* **Metin Bölümü**:
= = = =
0.542. 537 86 70

Üç kağıtçılık mı, kağıt toplamak mı suç?

Hizmet vatan için ise ben de adayım… Derdim koltuk değil, vatan için hizmetse eğer; sizler biraz kenara çekilin ben evdeki yer minderimi alır da gelirim…

2017-10-17

Sokaklarda hiç kağıt toplayıcısı gördünüz mü?

Elbette her gün pek çok görmüşsünüzdür.

Anlatmak istediğim aslında bir hayatı acındırmak değil.

Olay tamamıyla alın teriyle kazananların hor görülüp aşağılandığı, kazancının nereden geldiği belli olmayanların ise el eteklerinin öpüldüğü; hırsızların, katillerin, tecavüzcülerin neredeyse onur belgesiyle onurlandırıldığıdır kısaca…

Sıcacık evlerimizde, işe gitme telaşıyla; dumanı tüten çaylarımızı zevkle yudumlarız her sabah…

Bazılarımız özene bezene okula hazırladığımız çocuklarımızın ağzına zorla tıkıştırırız lokmaları…

Kimimiz emekli olmuş; tadını çıkarmakta sabah kahvesinin. Kimimiz uyumakta hala mışıl mışıl… Ya da kıçımızı devirmiş bir taraftan çekirdek çıtlatıp bir taraftan evlenme programında kendisini pazarlayanları zevkle izliyoruzdur...

Biz dünya dertlerinden uzak hayatın keyfini sürerken, dünyanın bir yerlerinde veya en yakınlarımızda birileri aşağıdaki zorlukları yaşayarak hayata tutunmaya çalışıyordur belki de. Hem de öyle bir tutunuyordur ki, hepimize örnek olacak şekilde…

Sabah ezanıyla sabahın köründe başlar onların koşuşturması. Gece Geç Saatlere kadar çöplerden çöplere koşuştururlar. Boyları büyüklüğünde omuzundan geriye iki elleriyle taşıdıkları, naylon çuval eskilerinden yapılmış arabalarla, telaşlı telaşlı hummalı bir çalışma başlar…

Onlar, çöp bidonları ve konteynırlarının en sık ziyaretçisi ve ekmeğinin peşindeki emekçilerdir… Türkiye'de geri dönüşümün inanılmaz boyutlara çıkmasını sağlayan doğa dostu, yüce insan topluluğudur onlar bana göre…

Kağıt toplarken giydikleri kirli paslı kıyafetler yüzünden tinerci, serseri, dilenci muamelesi gören insanlar bunlar.

Oysa onların ünüformasıdır o kıyafetler, çoğu meslekte olduğu gibi.
= = = =
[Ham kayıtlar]
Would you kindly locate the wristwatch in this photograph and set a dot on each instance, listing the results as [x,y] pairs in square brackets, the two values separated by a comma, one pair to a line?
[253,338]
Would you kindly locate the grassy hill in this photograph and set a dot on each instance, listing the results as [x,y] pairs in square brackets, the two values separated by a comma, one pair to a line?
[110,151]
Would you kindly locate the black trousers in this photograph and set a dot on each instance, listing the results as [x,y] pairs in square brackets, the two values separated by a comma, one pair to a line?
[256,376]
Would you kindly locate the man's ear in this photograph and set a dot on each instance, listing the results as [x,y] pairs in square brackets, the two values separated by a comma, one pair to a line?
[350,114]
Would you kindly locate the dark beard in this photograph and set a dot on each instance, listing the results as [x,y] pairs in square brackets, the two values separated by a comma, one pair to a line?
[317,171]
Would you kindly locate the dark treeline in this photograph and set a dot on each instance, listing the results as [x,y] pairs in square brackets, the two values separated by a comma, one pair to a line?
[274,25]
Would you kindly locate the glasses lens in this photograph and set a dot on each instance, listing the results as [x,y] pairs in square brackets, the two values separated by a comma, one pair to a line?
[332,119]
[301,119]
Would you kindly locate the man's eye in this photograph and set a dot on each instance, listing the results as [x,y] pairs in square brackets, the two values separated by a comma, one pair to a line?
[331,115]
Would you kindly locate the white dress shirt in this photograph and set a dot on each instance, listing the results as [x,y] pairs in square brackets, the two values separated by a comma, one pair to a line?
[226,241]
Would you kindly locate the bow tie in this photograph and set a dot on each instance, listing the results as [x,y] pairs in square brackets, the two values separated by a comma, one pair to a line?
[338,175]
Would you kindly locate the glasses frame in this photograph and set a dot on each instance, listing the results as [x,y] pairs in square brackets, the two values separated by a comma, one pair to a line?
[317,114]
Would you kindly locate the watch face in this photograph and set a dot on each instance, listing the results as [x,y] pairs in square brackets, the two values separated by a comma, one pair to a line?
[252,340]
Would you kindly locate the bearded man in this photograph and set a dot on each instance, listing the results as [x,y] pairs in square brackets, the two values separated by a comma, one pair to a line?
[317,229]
= = = =
* **Görev A**: Kağıt toplayıcıları hakkındaki yazıya göre kağıt toplayıcılarının koşuşturması ne zaman başlar?
* **Görev B**: Kağıt toplayıcıları hakkındaki yazıyı son cümlesinden sonra sürdürün.

* **Alıştırma Çıktısı A**: Sabah ezanıyla, sabahın köründe başlar.

* **Alıştırma Çıktısı B**:
Mesaileri bittikten sonra elindeki yüzündeki kiri pası yıkayıp, yüreklerindeki sıcacık sevgiyle, güneşe astıkları umutlarıyla geleceğe yol alırlar… Gayet normal ve temiz giyinerek alın teriyle kazandıklarını harcayan zararsız insanlardır…

Onların emek emek toplayıp geri dönüşüme kazandırdıklarını hep görmezden geliriz nedense… Yanlarından geçerken kimimiz iğrenerek, kimimiz korkarak, aşağılayarak bakarız…

Oysa en iyi marka arabaya biniyor diye beyefendi yaptıklarımız. Ya da hanımefendi yaptıklarımız. Bir boya fıçısına bandırılıp çıkmışçasına yüzünü bile çıkaramadığımız kürk mantolu bayanlar… Bunlar bizim ciğerlerimizi, ormanlarımızı yakıp yok etse gıkımız çıkmaz. Bir yıl sonra geri dönüp yanan yerlere dev binaları dikse ellerimiz kızarıncaya kadar alkışlarız; “helal olsun; harika, muhteşem binalar dikti” diye …

Bundan önceki yazımda süslü kokanalar diye değindiklerim alınmışlar kırılmışlar maalesef…

Hala sözümün arkasındayım.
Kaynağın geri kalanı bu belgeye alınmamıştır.